_EJERCICIO 1:_ Enumera todos los países que se nombran en el texto sobre los primeros reactores de combate en Chile.
_EJERCICIO 2:_ Prosigue el texto sobre los primeros reactores de combate en Chile a partir del punto en que termina.

El 30 de abril de 1954, el piloto de pruebas inglés Georg Errington subía a la cabina del de Havilland T.Mk.55 Vampire (DH-115) No. J-03, recientemente asignado al Grupo de Aviación No. 7, para realizar su vuelo de pruebas después de su ensamble realizado por técnicos chilenos y británicos. Este vuelo, rutinario para él, se convertiría en el primer vuelo de un avión reactor de combate en los cielos de Chile.
Posteriormente, ese mismo día, el comandante del Grupo No. 7, Comandante de Grupo René Ianiszewski Courbis se inscribiría en los anales de la historia aeronáutica nacional como el primer piloto chileno en volar un jet de combate en cielos nacionales. No hubo recibimientos, ni festejos, ni fotografías, pero ese día se dio inicio oficialmente a la era del Jet de Combate en la Fuerza Aérea de Chile.
La trascendencia de este hito va más allá del primer vuelo de un reactor de combate en Chile, porque la Fuerza Aérea de Chile no sólo se estaba sumando a los avances tecnológico-aeronáuticos de aquella época, si no que la decisión de adquirir esos entrenadores de combate ingleses obedecía a factores político-estratégicos. La FACh estaba en una clara desventaja con las fuerzas aéreas de Argentina y Perú en ese período, situación que se proyectaría casi por más de dos décadas. Los equilibrios en armamentos y capacidades de las fuerzas aéreas del cono sudamericano se lograrían recién terminado el siglo XX. Otro factor importante que hay que destacar en la adquisición de los primeros cinco aviones Vampire, fue sentar un precedente al romper ataduras con el principal proveedor de armamentos de Chile, Estados Unidos.
La dependencia de material aéreo de combate del país del norte se había hecho crónica, primero con la Ley de Préstamos y Arriendos del gobierno norteamericano para la venta de material de vuelo a los países sudamericanos, en donde a partir de la década de 1940, la Fuerza Aérea de Chile comenzó a recibir material aéreo moderno.

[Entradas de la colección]
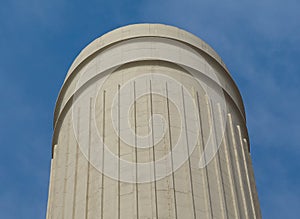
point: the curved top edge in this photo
(143, 30)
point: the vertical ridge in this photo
(76, 164)
(204, 156)
(103, 137)
(229, 165)
(238, 165)
(219, 168)
(66, 172)
(188, 154)
(89, 163)
(153, 150)
(119, 123)
(136, 165)
(171, 151)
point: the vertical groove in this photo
(171, 151)
(246, 171)
(119, 142)
(220, 175)
(153, 150)
(66, 170)
(188, 153)
(204, 156)
(136, 161)
(238, 165)
(103, 137)
(76, 164)
(229, 165)
(89, 164)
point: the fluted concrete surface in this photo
(150, 124)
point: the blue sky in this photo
(258, 40)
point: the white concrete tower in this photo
(150, 124)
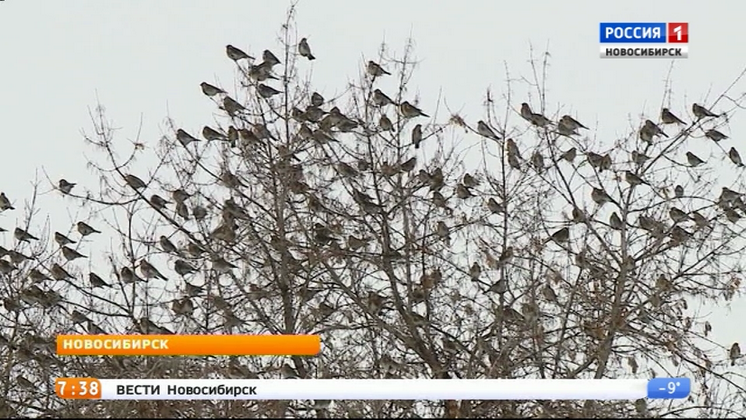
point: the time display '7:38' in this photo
(77, 388)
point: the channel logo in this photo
(624, 39)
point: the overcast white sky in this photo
(145, 58)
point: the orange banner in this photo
(188, 345)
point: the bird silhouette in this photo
(702, 112)
(667, 117)
(210, 90)
(65, 186)
(375, 70)
(236, 54)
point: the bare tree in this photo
(353, 216)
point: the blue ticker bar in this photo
(632, 33)
(669, 388)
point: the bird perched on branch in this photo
(62, 240)
(375, 70)
(5, 203)
(66, 186)
(210, 90)
(269, 58)
(702, 112)
(484, 130)
(667, 117)
(185, 138)
(267, 91)
(381, 99)
(417, 136)
(410, 111)
(183, 268)
(71, 254)
(600, 196)
(158, 202)
(59, 273)
(650, 130)
(97, 281)
(734, 354)
(24, 236)
(305, 50)
(84, 229)
(236, 54)
(715, 135)
(134, 182)
(561, 236)
(693, 160)
(150, 272)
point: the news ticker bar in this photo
(372, 389)
(644, 32)
(188, 345)
(622, 51)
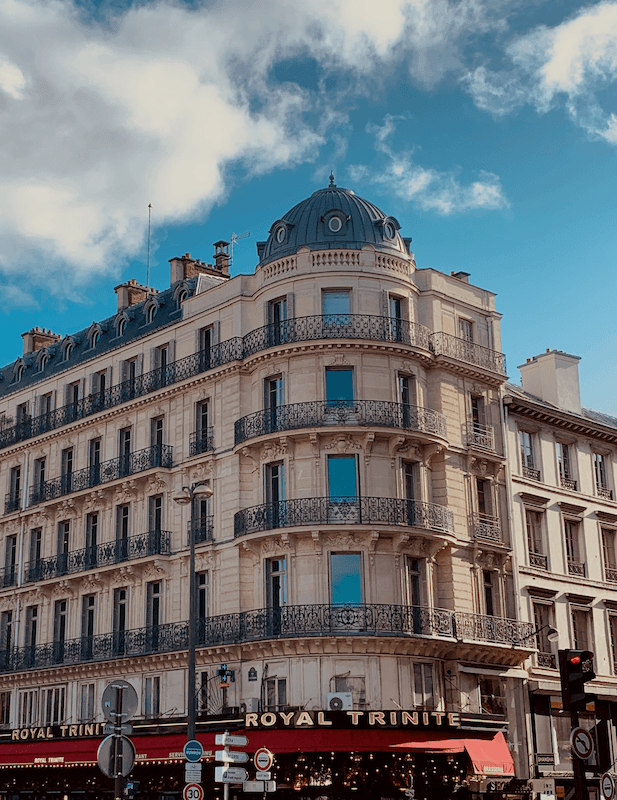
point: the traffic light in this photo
(576, 669)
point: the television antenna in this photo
(235, 238)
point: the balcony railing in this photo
(344, 511)
(124, 549)
(538, 560)
(261, 624)
(460, 349)
(480, 436)
(487, 527)
(299, 329)
(159, 455)
(201, 442)
(378, 413)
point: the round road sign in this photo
(263, 759)
(193, 751)
(581, 743)
(193, 791)
(607, 786)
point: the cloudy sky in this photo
(488, 128)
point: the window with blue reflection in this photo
(339, 386)
(342, 477)
(346, 578)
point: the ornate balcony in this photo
(377, 413)
(461, 350)
(344, 511)
(286, 622)
(201, 442)
(487, 527)
(101, 555)
(121, 467)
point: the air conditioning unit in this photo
(250, 705)
(340, 701)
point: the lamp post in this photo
(198, 491)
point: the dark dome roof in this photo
(332, 218)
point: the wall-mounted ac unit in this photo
(250, 705)
(340, 701)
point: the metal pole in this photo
(190, 729)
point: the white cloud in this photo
(428, 188)
(572, 62)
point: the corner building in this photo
(356, 607)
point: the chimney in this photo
(553, 377)
(131, 293)
(38, 338)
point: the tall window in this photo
(346, 578)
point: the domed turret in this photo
(332, 218)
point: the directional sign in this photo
(110, 701)
(236, 756)
(607, 786)
(581, 743)
(106, 756)
(193, 751)
(193, 791)
(263, 759)
(229, 774)
(228, 740)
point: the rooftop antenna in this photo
(148, 261)
(235, 237)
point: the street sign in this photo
(110, 701)
(125, 730)
(235, 756)
(193, 751)
(608, 786)
(228, 740)
(581, 743)
(229, 774)
(263, 759)
(192, 773)
(106, 756)
(193, 791)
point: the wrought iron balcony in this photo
(480, 436)
(538, 560)
(201, 442)
(12, 502)
(487, 527)
(262, 624)
(379, 413)
(127, 549)
(447, 344)
(344, 511)
(121, 467)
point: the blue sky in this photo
(488, 128)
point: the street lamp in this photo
(198, 491)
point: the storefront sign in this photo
(353, 719)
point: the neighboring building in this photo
(563, 463)
(354, 566)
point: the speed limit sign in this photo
(193, 791)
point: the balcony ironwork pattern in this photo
(576, 568)
(352, 412)
(538, 560)
(158, 455)
(201, 441)
(262, 624)
(447, 344)
(344, 511)
(124, 549)
(487, 527)
(481, 436)
(299, 329)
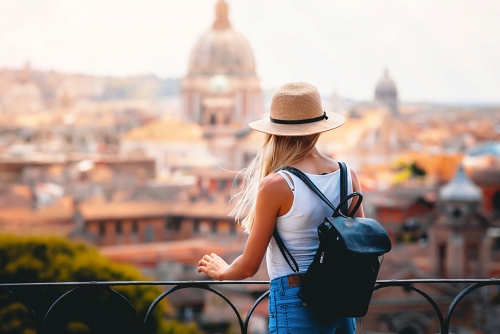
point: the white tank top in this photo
(298, 227)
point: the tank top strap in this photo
(288, 178)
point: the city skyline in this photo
(438, 53)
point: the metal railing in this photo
(41, 321)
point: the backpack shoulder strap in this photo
(343, 188)
(310, 184)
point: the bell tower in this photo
(457, 238)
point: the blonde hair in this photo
(276, 152)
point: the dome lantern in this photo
(222, 50)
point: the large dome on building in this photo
(385, 87)
(222, 50)
(386, 93)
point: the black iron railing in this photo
(42, 322)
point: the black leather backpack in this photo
(340, 280)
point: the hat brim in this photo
(265, 125)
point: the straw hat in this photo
(296, 111)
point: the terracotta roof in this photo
(188, 251)
(166, 130)
(204, 207)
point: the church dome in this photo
(385, 87)
(460, 188)
(222, 50)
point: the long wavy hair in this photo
(276, 152)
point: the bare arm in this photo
(272, 190)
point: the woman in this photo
(280, 199)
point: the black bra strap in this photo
(284, 251)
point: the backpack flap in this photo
(359, 235)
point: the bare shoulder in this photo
(272, 183)
(355, 182)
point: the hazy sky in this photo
(445, 50)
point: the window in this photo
(214, 226)
(102, 229)
(149, 235)
(173, 223)
(196, 226)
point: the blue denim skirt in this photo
(287, 313)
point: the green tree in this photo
(36, 259)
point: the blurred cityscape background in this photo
(98, 143)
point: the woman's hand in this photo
(213, 266)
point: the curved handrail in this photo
(207, 285)
(196, 286)
(27, 305)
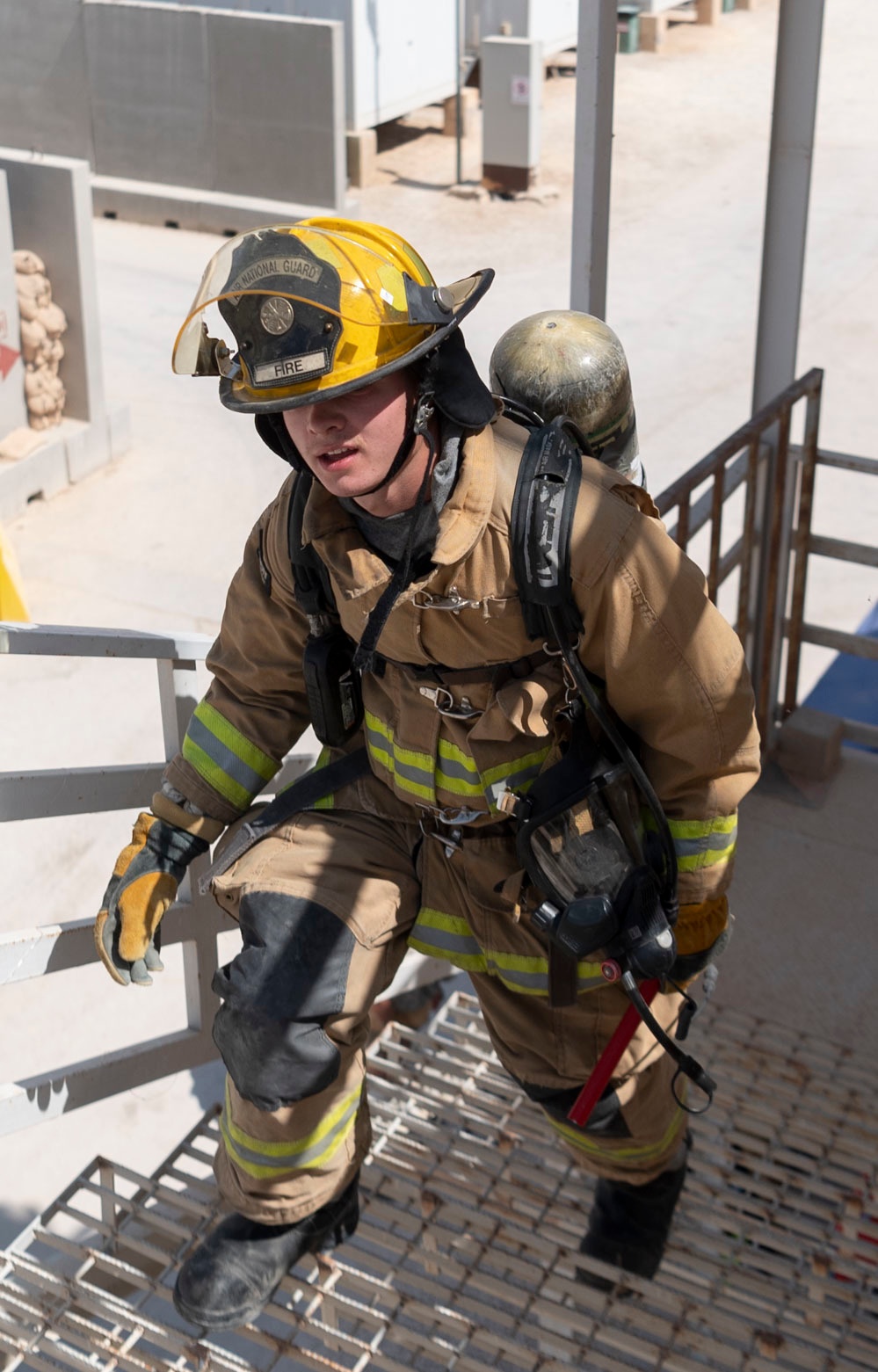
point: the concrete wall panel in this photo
(44, 100)
(12, 408)
(278, 107)
(51, 212)
(149, 92)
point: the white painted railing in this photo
(193, 921)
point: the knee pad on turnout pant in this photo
(278, 993)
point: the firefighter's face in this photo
(350, 440)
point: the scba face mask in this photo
(582, 841)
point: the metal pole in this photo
(459, 113)
(794, 119)
(787, 203)
(596, 68)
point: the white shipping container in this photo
(553, 22)
(400, 55)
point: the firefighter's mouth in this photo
(335, 456)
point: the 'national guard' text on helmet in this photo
(569, 362)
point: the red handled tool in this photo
(608, 1061)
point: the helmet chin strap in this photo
(418, 417)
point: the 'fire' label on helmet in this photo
(290, 367)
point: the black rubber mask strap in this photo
(364, 657)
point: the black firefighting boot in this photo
(628, 1225)
(229, 1279)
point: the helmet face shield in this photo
(308, 309)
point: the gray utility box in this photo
(400, 55)
(512, 84)
(552, 22)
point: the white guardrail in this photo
(44, 949)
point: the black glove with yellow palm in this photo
(701, 933)
(143, 887)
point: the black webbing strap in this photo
(302, 795)
(542, 516)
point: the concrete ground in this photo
(153, 541)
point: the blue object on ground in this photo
(850, 686)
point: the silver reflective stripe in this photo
(390, 759)
(224, 758)
(449, 943)
(295, 1159)
(715, 841)
(460, 770)
(515, 977)
(520, 778)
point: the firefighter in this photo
(569, 362)
(349, 356)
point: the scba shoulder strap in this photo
(542, 518)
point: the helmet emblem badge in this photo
(276, 315)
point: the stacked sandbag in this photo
(43, 324)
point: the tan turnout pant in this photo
(327, 906)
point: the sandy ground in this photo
(153, 541)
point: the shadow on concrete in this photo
(395, 134)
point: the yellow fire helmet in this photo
(316, 309)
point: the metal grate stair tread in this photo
(467, 1252)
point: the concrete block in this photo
(44, 85)
(278, 134)
(362, 156)
(149, 87)
(190, 207)
(87, 449)
(51, 213)
(708, 11)
(809, 744)
(653, 29)
(512, 80)
(469, 107)
(12, 408)
(37, 476)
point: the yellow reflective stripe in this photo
(701, 843)
(214, 775)
(225, 758)
(708, 858)
(450, 937)
(453, 770)
(704, 828)
(577, 1139)
(235, 741)
(308, 1151)
(460, 785)
(465, 961)
(413, 772)
(506, 770)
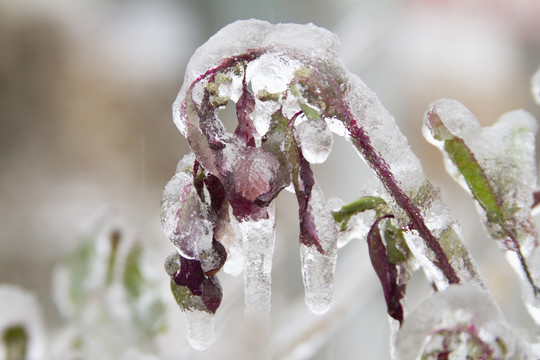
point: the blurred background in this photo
(86, 133)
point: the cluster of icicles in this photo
(291, 92)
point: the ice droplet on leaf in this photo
(497, 166)
(316, 140)
(258, 244)
(318, 267)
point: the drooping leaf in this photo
(364, 203)
(387, 271)
(133, 278)
(467, 164)
(15, 341)
(191, 288)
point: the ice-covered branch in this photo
(291, 92)
(497, 166)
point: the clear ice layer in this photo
(258, 247)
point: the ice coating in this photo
(497, 166)
(183, 216)
(291, 91)
(535, 86)
(258, 246)
(200, 329)
(318, 267)
(316, 141)
(458, 323)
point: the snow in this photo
(315, 140)
(318, 268)
(200, 329)
(20, 308)
(535, 86)
(506, 153)
(473, 321)
(183, 216)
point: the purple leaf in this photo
(386, 271)
(190, 275)
(244, 107)
(304, 182)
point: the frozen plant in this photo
(291, 93)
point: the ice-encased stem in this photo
(318, 267)
(258, 239)
(436, 243)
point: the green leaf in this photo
(114, 239)
(133, 279)
(475, 177)
(79, 265)
(15, 342)
(397, 250)
(310, 113)
(364, 203)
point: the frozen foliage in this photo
(318, 267)
(103, 288)
(459, 323)
(21, 327)
(291, 91)
(497, 166)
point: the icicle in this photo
(316, 141)
(258, 243)
(318, 268)
(200, 328)
(535, 86)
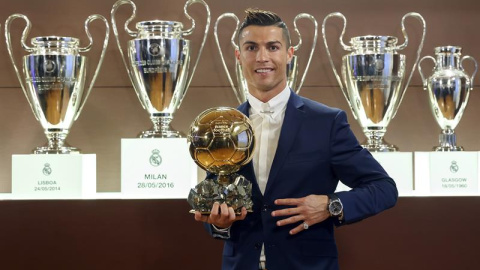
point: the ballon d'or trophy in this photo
(241, 90)
(448, 90)
(158, 65)
(372, 74)
(54, 75)
(221, 142)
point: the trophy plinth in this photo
(221, 142)
(448, 142)
(161, 129)
(376, 143)
(56, 144)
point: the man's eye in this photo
(273, 48)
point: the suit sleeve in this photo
(372, 189)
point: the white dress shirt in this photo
(267, 120)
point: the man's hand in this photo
(221, 216)
(311, 210)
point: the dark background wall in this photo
(420, 233)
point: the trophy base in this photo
(161, 128)
(160, 134)
(381, 147)
(234, 190)
(56, 145)
(56, 150)
(450, 148)
(447, 140)
(208, 212)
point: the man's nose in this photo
(262, 55)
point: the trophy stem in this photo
(161, 128)
(448, 141)
(56, 143)
(376, 143)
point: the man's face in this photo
(263, 56)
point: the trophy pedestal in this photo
(448, 142)
(399, 165)
(161, 128)
(376, 143)
(54, 176)
(446, 173)
(157, 168)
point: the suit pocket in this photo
(228, 250)
(322, 248)
(306, 157)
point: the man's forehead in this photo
(264, 34)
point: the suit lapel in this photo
(294, 116)
(245, 109)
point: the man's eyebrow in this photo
(248, 42)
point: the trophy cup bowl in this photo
(241, 90)
(157, 62)
(54, 76)
(448, 89)
(373, 74)
(221, 142)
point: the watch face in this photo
(335, 208)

_SOLUCIÓN 1:_ Chile, Argentina, Perú y Estados Unidos.

_SOLUCIÓN 2:_
Luego se estableció el famoso PAM (Pacto de Asistencia Militar) que proveyó de material aéreo de segunda línea, dejando a la FACh en una clara desventaja con las fuerzas aéreas vecinas. A comienzos de los 1950, las autoridades chilenas solicitaron a Estados Unidos que les proveyera de material aéreo de combate más moderno, como el North American F-86 Sabre. El gobierno norteamericano negó tajantemente esa petición, aduciendo que la Fuerza Aérea de Chile no contaba con la infraestructura necesaria para operar esos aviones, lo que obligó al gobierno de Chile a buscar nuevas alternativas, culminando con la adquisición de material jet de combate de procedencia inglesa. La reacción del gobierno norteamericano se manifestó apenas un par de años más tarde con el envío de material jet de combate a través del PAM, materializado con una partida de aviones Lockheed T-33A Shooting Star nuevos primero y luego en sucesivas entregas de aviones F-80C, T-33A y RT-33A de segunda mano.
Sin embargo, estos aviones ya quedaban obsoletos ante el moderno material aéreo de combate que adquirían los países vecinos que incluía material Hunter, Canberra, A-4 y Mirage, este último, rompía cualquier equilibrio posible. A este escenario había que sumar las crisis vecinales con Argentina, lo que obligó al poder político recurrir nuevamente al gobierno norteamericano, al cual se le solicitó la adquisición del cazabombardero Northrop F-5A Freedom Fighter para disminuir la brecha tecnológica con las fuerzas aéreas vecinas. La respuesta fue negativa nuevamente y Chile acudió a Inglaterra una vez más, consiguiendo la adquisición de una flota de 21 aviones Hawker Hunter F.Mk.71/FR.Mk.71A/T.Mk.72, con lo cual la Fuerza Aérea de Chile sumó uno de los mejores sistemas de armas a nivel mundial de ese tiempo a su arsenal y que fue la cuna de la generación de pilotos de combate que constituyeron la “primera línea” de defensa en las crisis de 1975 con Perú y en 1978 con Argentina.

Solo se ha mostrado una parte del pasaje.